▶ _The task_
Rewrite every entry below, substituting "marker" for "keypoint" wherever it occurs and leaving everything else unchanged.

Point annotation dataset entries:
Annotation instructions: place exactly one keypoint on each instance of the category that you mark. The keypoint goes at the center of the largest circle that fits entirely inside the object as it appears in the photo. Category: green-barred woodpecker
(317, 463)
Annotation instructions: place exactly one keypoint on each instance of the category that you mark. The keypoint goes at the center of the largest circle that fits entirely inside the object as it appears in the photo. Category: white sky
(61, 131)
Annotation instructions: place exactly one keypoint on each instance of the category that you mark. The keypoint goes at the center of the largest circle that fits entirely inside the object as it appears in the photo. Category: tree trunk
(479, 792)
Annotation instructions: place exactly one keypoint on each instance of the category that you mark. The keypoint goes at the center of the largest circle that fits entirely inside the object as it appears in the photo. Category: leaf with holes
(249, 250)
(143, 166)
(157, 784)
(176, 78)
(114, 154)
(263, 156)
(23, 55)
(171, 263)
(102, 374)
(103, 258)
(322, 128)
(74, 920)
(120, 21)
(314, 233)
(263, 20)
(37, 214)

▶ _Answer to the problem_
Annotation instructions: place exactly one marker on each instance of the category that you mark. The marker goes at the center of the largest circle that fits entirely inside the object as it appears in the photo. Category: green-barred woodpecker
(317, 463)
Annotation instructions: place exactly one marker on each instance of the category that you mark. The marker goes at the center of the largest circle that fits entirely inside the object as it appears in the photo. Category: white sky
(61, 131)
Annotation instructions: place exactly one marker on each instance of the category that you mark. The marker goes at the center of the largest circle that fits entirely inside the object as it appears in the photo. Category: tree trunk
(479, 792)
Annotation instructions: place exactly one marker on each instance of the category that you mark. The marker goes at the center of the largest circle that fits entirely inside the object as it appears in the photo. Category: leaf with holes
(249, 250)
(143, 166)
(157, 784)
(176, 78)
(114, 154)
(263, 156)
(23, 55)
(171, 263)
(102, 374)
(103, 258)
(322, 128)
(74, 920)
(120, 21)
(314, 233)
(263, 20)
(37, 214)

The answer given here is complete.